Morreu com 33 anos, no Porto, a 18 de Março. Logo ao nascer do sol,
a sua cabeça apoiou-se no ombro do irmão, para dormir o sono eterno.
A vida, aquela vida que ele tão bem tinha mostrado «ao Seu amor»;
aquela vida da qual tanto esperava e que tão pouco lhe dera, aquela
vida, enfim, onde se encerravam os poucos momentos belos e bons da
sua existência e os
corações que ele amara e que o tinham amado, essa vida deixava-o.
Porém, para lutar contra o tempo, para fazer sentir remorsos ao
destino que tão
cruel fora para com ele, Anto, o pobre Anto, deixou os seus versos,
o seu «SÓ», o espelho da sensibilidade que, talvez, mais do que a
tuberculose, lhe apressara o fim da existência.
Cem anos se passaram
sobre o nascimento de António Nobre. Descansa agora feliz, «no lar
de debaixo da terra» que tantas vezes, no seu desespero, desejou...
Porém os seus versos mantêm vivo, na memória de todos os que o
admiram e compreendem, o poeta da morte, da felicidade ardentemente desejada, do
desespero sincero e resignado, o poeta da Saudade.
«NÃO TE PERGUNTES SE ÉS FELIZ, MAS SE FAZES FELIZES OS QUE CONTIGO VIVEM».
——————————
• [Requisitos da tarefa]
Transcreva na íntegra, sem qualquer alteração, o texto sobre a morte de António Nobre. Os registos nada têm a ver com o texto.

[Dados de origem]
——————————
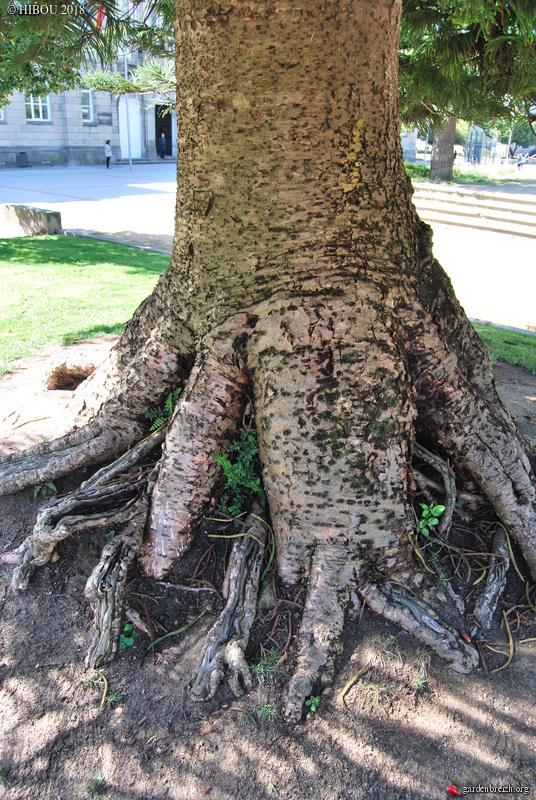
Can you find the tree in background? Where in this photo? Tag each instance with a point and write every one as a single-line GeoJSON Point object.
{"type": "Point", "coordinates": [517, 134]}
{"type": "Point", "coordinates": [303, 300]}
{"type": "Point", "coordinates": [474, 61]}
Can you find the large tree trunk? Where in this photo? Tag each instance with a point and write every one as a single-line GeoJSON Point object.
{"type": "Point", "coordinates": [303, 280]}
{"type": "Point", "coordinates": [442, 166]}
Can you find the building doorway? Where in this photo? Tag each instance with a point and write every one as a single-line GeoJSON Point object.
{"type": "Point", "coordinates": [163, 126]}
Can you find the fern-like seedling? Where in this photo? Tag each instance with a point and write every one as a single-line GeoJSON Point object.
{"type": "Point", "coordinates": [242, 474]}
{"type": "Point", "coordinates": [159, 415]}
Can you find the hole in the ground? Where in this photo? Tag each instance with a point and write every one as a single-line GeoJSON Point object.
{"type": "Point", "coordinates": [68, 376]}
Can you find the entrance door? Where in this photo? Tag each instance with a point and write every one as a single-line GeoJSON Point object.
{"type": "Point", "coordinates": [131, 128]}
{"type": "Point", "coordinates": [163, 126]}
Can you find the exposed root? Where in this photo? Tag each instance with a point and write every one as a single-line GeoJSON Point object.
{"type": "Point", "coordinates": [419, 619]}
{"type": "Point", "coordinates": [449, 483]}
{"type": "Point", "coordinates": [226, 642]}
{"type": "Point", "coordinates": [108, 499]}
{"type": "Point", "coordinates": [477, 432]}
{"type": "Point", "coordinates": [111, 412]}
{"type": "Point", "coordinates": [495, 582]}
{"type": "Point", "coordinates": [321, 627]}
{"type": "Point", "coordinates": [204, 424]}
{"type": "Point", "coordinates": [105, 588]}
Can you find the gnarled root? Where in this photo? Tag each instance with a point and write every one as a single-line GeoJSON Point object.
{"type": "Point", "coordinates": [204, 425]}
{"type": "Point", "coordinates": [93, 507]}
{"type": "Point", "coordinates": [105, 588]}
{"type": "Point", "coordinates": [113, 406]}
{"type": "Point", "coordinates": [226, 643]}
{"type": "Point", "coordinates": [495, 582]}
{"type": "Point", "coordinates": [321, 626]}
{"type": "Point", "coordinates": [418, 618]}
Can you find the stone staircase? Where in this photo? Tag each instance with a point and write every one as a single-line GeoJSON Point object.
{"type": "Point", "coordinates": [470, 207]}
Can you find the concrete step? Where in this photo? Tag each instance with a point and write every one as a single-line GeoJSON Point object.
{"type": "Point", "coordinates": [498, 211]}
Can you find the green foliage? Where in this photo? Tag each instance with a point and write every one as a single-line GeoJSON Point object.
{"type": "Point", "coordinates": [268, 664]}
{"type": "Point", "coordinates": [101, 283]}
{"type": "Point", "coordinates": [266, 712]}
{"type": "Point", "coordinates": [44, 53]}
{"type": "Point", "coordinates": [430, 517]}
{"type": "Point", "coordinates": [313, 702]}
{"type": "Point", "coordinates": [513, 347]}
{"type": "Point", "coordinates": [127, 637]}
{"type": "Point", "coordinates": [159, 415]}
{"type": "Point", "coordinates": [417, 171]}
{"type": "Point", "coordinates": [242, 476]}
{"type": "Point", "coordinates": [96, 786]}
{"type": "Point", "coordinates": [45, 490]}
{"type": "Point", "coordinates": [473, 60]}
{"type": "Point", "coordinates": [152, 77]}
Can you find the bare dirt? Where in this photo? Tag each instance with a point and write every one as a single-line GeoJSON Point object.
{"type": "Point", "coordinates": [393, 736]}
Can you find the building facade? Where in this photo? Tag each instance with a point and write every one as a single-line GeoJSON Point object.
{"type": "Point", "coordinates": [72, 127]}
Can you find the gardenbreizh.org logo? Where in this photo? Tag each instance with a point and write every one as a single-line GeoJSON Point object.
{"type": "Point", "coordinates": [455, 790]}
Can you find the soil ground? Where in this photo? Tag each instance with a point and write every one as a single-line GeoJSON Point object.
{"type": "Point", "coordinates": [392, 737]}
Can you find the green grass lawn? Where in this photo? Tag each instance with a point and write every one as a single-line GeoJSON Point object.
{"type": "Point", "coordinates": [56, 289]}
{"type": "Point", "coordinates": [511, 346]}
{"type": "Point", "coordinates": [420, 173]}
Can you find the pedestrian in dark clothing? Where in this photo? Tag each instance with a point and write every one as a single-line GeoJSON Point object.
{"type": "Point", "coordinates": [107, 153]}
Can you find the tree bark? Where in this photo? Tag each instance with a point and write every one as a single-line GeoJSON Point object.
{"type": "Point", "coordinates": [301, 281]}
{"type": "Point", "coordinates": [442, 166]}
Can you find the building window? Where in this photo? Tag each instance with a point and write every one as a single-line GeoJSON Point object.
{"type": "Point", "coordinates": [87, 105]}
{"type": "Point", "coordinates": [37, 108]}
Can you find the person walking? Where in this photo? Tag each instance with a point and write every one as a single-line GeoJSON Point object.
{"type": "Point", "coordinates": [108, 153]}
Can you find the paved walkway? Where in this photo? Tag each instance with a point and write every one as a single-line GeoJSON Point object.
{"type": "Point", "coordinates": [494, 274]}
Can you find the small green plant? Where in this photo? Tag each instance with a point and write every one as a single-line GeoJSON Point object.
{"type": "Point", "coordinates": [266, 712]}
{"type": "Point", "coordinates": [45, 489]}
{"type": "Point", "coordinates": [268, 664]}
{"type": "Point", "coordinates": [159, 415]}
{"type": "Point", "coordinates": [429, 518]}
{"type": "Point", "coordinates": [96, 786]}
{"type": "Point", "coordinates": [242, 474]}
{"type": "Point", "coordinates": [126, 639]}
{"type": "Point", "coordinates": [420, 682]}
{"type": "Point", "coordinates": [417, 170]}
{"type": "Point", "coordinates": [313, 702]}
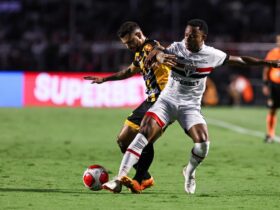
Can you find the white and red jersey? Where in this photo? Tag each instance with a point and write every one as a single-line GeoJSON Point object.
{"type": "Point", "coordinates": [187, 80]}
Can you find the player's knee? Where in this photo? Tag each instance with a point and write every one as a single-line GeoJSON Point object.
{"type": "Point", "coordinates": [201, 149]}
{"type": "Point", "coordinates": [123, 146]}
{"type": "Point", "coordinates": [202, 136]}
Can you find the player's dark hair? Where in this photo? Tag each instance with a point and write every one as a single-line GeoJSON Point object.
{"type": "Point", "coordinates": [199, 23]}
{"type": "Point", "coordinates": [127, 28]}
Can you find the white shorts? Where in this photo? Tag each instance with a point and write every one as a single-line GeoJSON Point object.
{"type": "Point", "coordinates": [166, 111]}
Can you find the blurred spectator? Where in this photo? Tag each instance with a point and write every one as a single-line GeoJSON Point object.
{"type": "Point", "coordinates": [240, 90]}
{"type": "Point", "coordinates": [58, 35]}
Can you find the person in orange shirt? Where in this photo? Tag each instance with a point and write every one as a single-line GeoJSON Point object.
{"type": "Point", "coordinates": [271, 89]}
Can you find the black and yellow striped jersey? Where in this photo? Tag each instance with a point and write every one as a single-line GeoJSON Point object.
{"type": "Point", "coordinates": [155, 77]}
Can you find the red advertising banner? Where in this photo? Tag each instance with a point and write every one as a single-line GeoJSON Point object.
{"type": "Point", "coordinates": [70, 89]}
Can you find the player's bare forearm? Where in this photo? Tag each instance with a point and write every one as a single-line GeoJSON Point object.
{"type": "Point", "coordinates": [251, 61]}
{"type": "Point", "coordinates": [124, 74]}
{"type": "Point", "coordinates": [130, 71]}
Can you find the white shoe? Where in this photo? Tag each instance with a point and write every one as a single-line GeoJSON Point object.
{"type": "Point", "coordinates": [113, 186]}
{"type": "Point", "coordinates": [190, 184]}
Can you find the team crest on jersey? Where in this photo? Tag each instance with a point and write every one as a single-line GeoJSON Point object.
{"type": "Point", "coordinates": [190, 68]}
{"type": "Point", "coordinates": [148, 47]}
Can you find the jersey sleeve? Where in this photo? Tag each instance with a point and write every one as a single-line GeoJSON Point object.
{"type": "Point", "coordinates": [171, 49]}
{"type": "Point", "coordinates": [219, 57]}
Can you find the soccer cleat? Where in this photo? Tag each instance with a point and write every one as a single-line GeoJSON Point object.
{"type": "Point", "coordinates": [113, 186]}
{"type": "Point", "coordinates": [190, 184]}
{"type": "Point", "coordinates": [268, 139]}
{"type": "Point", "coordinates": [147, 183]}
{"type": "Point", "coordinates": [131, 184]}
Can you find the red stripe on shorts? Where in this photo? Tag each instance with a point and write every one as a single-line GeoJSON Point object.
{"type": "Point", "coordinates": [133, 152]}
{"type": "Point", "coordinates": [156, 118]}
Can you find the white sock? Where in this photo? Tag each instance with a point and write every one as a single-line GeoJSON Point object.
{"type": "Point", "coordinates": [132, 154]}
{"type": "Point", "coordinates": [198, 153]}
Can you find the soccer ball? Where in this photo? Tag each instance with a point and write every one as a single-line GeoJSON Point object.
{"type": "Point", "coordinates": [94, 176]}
——————————
• [Resposta]
Morreu com 33 anos, no Porto, a 18 de Março. Logo ao nascer do sol,
a sua cabeça apoiou-se no ombro do irmão, para dormir o sono eterno.
A vida, aquela vida que ele tão bem tinha mostrado «ao Seu amor»;
aquela vida da qual tanto esperava e que tão pouco lhe dera, aquela
vida, enfim, onde se encerravam os poucos momentos belos e bons da
sua existência e os
corações que ele amara e que o tinham amado, essa vida deixava-o.
Porém, para lutar contra o tempo, para fazer sentir remorsos ao
destino que tão
cruel fora para com ele, Anto, o pobre Anto, deixou os seus versos,
o seu «SÓ», o espelho da sensibilidade que, talvez, mais do que a
tuberculose, lhe apressara o fim da existência.
Cem anos se passaram
sobre o nascimento de António Nobre. Descansa agora feliz, «no lar
de debaixo da terra» que tantas vezes, no seu desespero, desejou...
Porém os seus versos mantêm vivo, na memória de todos os que o
admiram e compreendem, o poeta da morte, da felicidade ardentemente desejada, do
desespero sincero e resignado, o poeta da Saudade.
«NÃO TE PERGUNTES SE ÉS FELIZ, MAS SE FAZES FELIZES OS QUE CONTIGO VIVEM».